▶ _WHAT NEEDS TO BE DONE_
An exact repetition of all the entries that follow is required.

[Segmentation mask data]
=======

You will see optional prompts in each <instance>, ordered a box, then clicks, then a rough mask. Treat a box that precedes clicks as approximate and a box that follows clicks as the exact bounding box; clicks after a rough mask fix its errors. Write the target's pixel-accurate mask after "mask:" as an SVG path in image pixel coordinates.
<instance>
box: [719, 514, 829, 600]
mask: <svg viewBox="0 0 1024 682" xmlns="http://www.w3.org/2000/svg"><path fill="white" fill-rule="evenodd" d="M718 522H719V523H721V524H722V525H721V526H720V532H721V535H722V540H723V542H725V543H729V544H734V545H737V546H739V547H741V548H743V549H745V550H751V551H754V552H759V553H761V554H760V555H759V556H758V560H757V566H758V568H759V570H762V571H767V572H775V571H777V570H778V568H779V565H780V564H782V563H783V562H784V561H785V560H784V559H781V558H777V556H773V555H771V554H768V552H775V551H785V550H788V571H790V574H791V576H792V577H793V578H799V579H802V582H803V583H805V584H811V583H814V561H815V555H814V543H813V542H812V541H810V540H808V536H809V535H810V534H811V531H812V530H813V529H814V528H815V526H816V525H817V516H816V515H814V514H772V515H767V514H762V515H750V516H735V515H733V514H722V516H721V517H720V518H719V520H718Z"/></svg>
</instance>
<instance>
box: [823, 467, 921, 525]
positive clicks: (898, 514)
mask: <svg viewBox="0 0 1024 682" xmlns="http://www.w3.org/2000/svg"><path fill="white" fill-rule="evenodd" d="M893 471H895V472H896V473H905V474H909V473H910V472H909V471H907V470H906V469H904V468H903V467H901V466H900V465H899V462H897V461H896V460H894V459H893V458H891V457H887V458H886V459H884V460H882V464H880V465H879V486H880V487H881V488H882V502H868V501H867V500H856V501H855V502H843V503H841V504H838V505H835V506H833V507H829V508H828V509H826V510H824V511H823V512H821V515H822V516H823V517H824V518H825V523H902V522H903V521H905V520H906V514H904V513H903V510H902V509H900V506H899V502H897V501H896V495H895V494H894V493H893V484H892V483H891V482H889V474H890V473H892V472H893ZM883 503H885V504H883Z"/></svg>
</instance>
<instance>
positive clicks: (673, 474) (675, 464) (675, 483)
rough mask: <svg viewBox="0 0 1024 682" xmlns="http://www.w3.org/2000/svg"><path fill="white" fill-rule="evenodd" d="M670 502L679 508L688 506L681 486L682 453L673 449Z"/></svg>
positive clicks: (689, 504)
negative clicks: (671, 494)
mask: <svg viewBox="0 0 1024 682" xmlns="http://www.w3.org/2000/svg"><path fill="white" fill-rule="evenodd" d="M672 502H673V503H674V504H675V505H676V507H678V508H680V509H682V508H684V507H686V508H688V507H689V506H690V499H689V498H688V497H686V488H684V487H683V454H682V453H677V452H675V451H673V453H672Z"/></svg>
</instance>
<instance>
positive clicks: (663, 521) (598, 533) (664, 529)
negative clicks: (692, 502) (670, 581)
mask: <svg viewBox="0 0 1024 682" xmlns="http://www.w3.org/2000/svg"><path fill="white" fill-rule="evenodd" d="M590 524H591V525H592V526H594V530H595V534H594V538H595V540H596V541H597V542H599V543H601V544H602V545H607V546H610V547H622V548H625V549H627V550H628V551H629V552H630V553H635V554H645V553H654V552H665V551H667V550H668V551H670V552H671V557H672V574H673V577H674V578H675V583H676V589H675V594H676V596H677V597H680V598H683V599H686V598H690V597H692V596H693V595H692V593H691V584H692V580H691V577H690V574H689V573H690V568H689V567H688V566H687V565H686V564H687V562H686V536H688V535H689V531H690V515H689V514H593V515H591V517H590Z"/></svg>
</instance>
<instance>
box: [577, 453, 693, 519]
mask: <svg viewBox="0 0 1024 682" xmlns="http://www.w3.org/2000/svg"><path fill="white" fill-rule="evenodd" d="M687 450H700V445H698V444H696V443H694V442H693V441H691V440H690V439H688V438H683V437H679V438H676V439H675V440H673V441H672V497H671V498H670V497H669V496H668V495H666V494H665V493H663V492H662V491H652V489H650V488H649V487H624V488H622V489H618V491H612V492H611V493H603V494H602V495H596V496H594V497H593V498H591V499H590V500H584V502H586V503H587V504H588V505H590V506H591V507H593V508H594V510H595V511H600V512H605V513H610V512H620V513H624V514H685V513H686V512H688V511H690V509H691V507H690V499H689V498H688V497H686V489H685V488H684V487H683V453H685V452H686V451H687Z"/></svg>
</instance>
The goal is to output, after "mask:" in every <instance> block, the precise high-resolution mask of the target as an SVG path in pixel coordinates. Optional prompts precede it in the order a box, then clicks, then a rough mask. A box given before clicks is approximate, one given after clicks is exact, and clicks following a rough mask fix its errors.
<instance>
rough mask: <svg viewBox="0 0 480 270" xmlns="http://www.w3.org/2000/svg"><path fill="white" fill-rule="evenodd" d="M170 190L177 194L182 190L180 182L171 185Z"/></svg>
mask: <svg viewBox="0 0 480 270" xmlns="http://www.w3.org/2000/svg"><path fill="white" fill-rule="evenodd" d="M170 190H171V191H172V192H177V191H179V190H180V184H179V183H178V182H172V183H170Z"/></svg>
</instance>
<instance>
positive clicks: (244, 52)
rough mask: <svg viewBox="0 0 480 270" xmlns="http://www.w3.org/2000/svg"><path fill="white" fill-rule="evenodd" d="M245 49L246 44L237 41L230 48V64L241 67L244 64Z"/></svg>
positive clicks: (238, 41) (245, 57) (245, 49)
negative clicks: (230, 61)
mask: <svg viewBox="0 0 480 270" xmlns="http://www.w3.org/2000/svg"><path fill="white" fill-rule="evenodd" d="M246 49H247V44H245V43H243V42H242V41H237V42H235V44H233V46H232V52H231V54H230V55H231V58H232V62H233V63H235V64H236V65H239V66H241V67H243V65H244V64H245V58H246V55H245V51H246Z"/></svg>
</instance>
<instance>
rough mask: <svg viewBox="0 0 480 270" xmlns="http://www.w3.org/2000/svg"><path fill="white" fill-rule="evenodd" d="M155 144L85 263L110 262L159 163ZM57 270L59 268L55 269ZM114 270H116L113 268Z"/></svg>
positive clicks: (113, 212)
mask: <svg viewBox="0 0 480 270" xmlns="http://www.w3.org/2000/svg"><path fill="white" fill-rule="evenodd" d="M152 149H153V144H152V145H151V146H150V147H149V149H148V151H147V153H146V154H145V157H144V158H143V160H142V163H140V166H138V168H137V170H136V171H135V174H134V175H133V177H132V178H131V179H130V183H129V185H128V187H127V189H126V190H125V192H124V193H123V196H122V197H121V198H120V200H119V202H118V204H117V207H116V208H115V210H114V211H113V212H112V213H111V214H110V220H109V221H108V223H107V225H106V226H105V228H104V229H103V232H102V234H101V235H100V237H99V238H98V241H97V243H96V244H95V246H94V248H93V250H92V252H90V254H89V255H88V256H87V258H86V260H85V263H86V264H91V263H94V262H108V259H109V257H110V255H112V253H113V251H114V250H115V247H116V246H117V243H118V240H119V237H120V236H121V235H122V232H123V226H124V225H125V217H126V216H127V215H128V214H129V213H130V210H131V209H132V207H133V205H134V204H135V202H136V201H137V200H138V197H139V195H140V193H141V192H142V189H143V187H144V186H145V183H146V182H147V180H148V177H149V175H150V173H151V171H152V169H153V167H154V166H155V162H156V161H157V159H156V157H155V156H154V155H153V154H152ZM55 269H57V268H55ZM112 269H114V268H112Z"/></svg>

=======

▶ _WRITTEN SOLUTION_
You will see optional prompts in each <instance>, ordered a box, then clicks, then a rough mask. Treat a box that precedes clicks as approximate and a box that follows clicks as the exact bounding box; clicks after a rough mask fix its errors. Write the target's pixel-accurate mask after "mask:" as an SVG path in image pixel coordinates.
<instance>
box: [719, 514, 829, 600]
mask: <svg viewBox="0 0 1024 682" xmlns="http://www.w3.org/2000/svg"><path fill="white" fill-rule="evenodd" d="M718 522H719V523H721V524H722V525H721V526H720V532H721V535H722V540H723V542H725V543H729V544H734V545H737V546H739V547H741V548H743V549H745V550H751V551H754V552H759V553H761V554H760V555H759V556H758V560H757V566H758V568H759V570H762V571H767V572H775V571H777V570H778V568H779V565H780V564H782V563H783V562H784V561H785V560H784V559H781V558H777V556H773V555H771V554H768V552H775V551H785V550H788V571H790V574H791V576H792V577H793V578H799V579H802V582H803V583H805V584H811V583H814V561H815V555H814V543H813V542H812V541H810V540H808V536H809V535H810V534H811V531H812V530H813V529H814V528H815V526H816V525H817V516H816V515H814V514H772V515H767V514H762V515H750V516H735V515H733V514H722V516H721V517H720V518H719V520H718Z"/></svg>
</instance>
<instance>
box: [823, 467, 921, 525]
positive clicks: (898, 514)
mask: <svg viewBox="0 0 1024 682" xmlns="http://www.w3.org/2000/svg"><path fill="white" fill-rule="evenodd" d="M893 471H895V472H896V473H905V474H909V473H910V472H909V471H907V470H906V469H904V468H903V467H901V466H900V465H899V462H897V461H896V460H894V459H893V458H891V457H887V458H886V459H884V460H882V464H880V465H879V486H880V487H881V488H882V502H868V501H867V500H856V501H855V502H843V503H841V504H838V505H835V506H833V507H829V508H828V509H826V510H824V511H823V512H821V515H822V516H823V517H824V518H825V523H902V522H903V521H905V520H906V514H904V513H903V510H902V509H900V506H899V502H897V501H896V495H895V494H894V493H893V484H892V483H891V482H889V474H890V473H892V472H893ZM883 503H885V504H883Z"/></svg>
</instance>
<instance>
positive clicks: (673, 474) (675, 464) (675, 483)
rough mask: <svg viewBox="0 0 1024 682" xmlns="http://www.w3.org/2000/svg"><path fill="white" fill-rule="evenodd" d="M670 502L679 508L688 506L681 486L682 453L673 449Z"/></svg>
positive clicks: (689, 504)
negative clicks: (671, 494)
mask: <svg viewBox="0 0 1024 682" xmlns="http://www.w3.org/2000/svg"><path fill="white" fill-rule="evenodd" d="M672 502H673V503H674V504H675V505H676V507H678V508H680V509H682V508H684V507H686V508H688V507H689V506H690V499H689V498H688V497H686V488H684V487H683V454H682V453H677V452H675V451H673V453H672Z"/></svg>
</instance>
<instance>
positive clicks: (663, 521) (598, 533) (664, 529)
negative clicks: (692, 502) (670, 581)
mask: <svg viewBox="0 0 1024 682" xmlns="http://www.w3.org/2000/svg"><path fill="white" fill-rule="evenodd" d="M590 524H591V525H592V526H594V530H595V534H594V538H595V540H596V541H597V542H599V543H601V544H602V545H607V546H610V547H622V548H625V549H627V550H628V551H629V552H630V553H635V554H645V553H654V552H665V551H667V550H668V551H670V552H671V557H672V574H673V577H674V578H675V583H676V589H675V594H676V596H677V597H680V598H683V599H686V598H690V597H692V596H693V595H692V593H691V584H692V580H691V577H690V574H689V573H690V568H689V567H688V566H687V565H686V564H687V562H686V536H688V535H689V531H690V515H689V514H593V515H591V517H590Z"/></svg>
</instance>
<instance>
box: [577, 453, 693, 519]
mask: <svg viewBox="0 0 1024 682" xmlns="http://www.w3.org/2000/svg"><path fill="white" fill-rule="evenodd" d="M687 450H700V445H698V444H696V443H694V442H693V441H691V440H690V439H688V438H683V437H679V438H676V439H675V440H673V441H672V497H671V498H670V497H669V496H668V495H666V494H665V493H663V492H662V491H652V489H650V488H649V487H624V488H622V489H618V491H612V492H611V493H603V494H602V495H596V496H594V497H593V498H591V499H590V500H584V502H586V503H587V504H588V505H590V506H591V507H593V508H594V510H595V511H600V512H605V513H610V512H620V513H624V514H685V513H686V512H688V511H690V509H691V507H690V499H689V498H688V497H686V489H685V488H684V487H683V453H685V452H686V451H687Z"/></svg>
</instance>
The goal is to output, after "mask:" in every <instance> block, the precise high-resolution mask of the target as an SVG path in pixel coordinates. Optional prompts precede it in the order a box, then clicks, then a rough mask. A box given before clicks is approximate, one given after clicks is exact, and clicks following a rough mask fix its errors.
<instance>
rough mask: <svg viewBox="0 0 480 270" xmlns="http://www.w3.org/2000/svg"><path fill="white" fill-rule="evenodd" d="M170 190L177 194L182 190L180 182L171 185Z"/></svg>
mask: <svg viewBox="0 0 480 270" xmlns="http://www.w3.org/2000/svg"><path fill="white" fill-rule="evenodd" d="M170 190H171V191H172V192H177V191H179V190H180V184H179V183H178V182H172V183H170Z"/></svg>
</instance>
<instance>
positive clicks: (244, 52)
rough mask: <svg viewBox="0 0 480 270" xmlns="http://www.w3.org/2000/svg"><path fill="white" fill-rule="evenodd" d="M245 49L246 44L237 41L230 48V64L241 67L244 64Z"/></svg>
positive clicks: (238, 41) (245, 57) (245, 49)
negative clicks: (230, 61)
mask: <svg viewBox="0 0 480 270" xmlns="http://www.w3.org/2000/svg"><path fill="white" fill-rule="evenodd" d="M246 49H247V44H245V43H243V42H242V41H237V42H235V44H233V46H232V52H231V54H230V55H231V58H232V62H233V63H235V64H236V65H239V66H241V67H243V65H244V64H245V58H246V55H245V51H246Z"/></svg>
</instance>
<instance>
rough mask: <svg viewBox="0 0 480 270" xmlns="http://www.w3.org/2000/svg"><path fill="white" fill-rule="evenodd" d="M155 144L85 263L110 262L159 163ZM57 270L59 268L55 269ZM114 270H116L113 268Z"/></svg>
positive clicks: (113, 212)
mask: <svg viewBox="0 0 480 270" xmlns="http://www.w3.org/2000/svg"><path fill="white" fill-rule="evenodd" d="M152 149H153V144H152V145H151V146H150V147H149V149H148V151H147V153H146V154H145V157H144V158H143V160H142V163H140V166H138V168H137V170H136V171H135V174H134V175H133V177H132V178H131V179H130V183H129V185H128V187H127V189H126V190H125V192H124V193H123V196H122V197H121V198H120V200H119V202H118V204H117V207H116V208H115V210H114V211H113V212H112V213H111V214H110V220H109V221H108V223H107V225H106V226H105V228H104V229H103V232H102V234H101V235H100V237H99V238H98V241H97V243H96V244H95V246H94V248H93V250H92V252H90V254H89V255H88V256H87V258H86V260H85V263H86V264H91V263H94V262H108V259H109V257H110V255H112V253H113V251H114V250H115V247H116V246H117V243H118V240H119V237H120V236H121V235H122V232H123V226H124V225H125V217H126V216H127V215H128V214H129V213H130V210H131V209H132V207H133V205H134V204H135V202H136V201H137V200H138V197H139V195H140V193H141V192H142V189H143V187H144V186H145V183H146V182H147V180H148V177H149V175H150V173H151V171H152V169H153V167H154V166H155V162H156V161H157V159H156V157H155V156H154V155H153V154H152ZM55 269H57V268H55ZM112 269H114V268H112Z"/></svg>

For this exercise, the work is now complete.